→ **Work item**: Scan the entries for lines with the word "bear", then copy those lines.

→ **The input**:
=-=-=-=-=

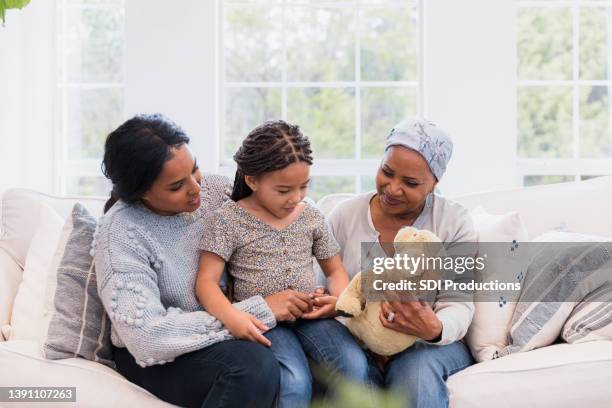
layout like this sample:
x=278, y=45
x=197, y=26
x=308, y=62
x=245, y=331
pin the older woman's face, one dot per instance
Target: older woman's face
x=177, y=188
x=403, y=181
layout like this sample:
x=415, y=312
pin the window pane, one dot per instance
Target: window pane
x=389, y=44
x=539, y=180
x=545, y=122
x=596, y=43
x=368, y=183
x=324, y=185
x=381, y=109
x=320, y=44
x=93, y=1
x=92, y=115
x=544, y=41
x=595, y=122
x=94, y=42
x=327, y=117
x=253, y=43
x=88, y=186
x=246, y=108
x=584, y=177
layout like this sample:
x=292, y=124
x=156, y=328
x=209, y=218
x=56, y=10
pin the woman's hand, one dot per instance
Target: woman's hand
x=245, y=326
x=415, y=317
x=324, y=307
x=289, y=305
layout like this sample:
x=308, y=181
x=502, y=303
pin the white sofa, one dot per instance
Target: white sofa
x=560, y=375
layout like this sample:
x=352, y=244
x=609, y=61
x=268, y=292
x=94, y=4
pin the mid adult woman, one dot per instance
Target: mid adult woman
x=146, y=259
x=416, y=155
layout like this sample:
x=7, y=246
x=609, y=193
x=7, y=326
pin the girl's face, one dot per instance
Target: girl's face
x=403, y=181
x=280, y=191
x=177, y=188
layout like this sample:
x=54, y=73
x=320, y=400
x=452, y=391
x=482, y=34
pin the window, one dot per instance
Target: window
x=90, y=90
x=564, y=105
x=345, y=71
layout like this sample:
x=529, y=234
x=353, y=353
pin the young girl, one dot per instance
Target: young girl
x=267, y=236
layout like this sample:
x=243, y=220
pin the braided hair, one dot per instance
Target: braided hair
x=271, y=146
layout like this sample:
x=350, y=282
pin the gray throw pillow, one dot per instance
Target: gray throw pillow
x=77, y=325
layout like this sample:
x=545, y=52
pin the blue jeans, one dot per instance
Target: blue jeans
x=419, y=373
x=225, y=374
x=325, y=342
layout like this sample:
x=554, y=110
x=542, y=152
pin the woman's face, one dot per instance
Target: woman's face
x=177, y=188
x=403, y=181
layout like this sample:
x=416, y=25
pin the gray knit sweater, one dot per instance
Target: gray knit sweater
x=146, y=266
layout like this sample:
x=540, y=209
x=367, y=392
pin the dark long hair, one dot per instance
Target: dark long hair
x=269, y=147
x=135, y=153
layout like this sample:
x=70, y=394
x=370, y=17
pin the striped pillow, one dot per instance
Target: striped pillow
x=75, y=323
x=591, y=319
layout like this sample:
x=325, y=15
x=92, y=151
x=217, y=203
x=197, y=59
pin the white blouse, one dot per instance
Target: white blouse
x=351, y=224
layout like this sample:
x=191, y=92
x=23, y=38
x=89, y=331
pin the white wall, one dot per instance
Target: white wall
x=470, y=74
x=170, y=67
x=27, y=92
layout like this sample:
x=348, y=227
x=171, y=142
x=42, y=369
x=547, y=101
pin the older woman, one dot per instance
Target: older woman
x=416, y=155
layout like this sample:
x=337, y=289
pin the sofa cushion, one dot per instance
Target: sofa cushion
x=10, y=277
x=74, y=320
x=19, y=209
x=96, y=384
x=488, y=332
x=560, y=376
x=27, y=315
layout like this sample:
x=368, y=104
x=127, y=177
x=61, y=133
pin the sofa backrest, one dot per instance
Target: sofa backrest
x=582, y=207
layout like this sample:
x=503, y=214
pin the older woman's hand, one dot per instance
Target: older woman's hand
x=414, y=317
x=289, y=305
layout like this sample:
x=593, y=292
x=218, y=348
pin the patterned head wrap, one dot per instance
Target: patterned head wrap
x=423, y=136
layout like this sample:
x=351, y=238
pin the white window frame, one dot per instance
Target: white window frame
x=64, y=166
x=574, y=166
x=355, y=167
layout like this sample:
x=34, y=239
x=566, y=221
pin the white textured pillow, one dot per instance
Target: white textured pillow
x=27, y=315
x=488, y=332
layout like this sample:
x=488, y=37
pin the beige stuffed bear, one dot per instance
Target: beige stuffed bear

=-=-=-=-=

→ **Reply**:
pin the beige stuffed bear, one dot per instance
Target: beige stuffed bear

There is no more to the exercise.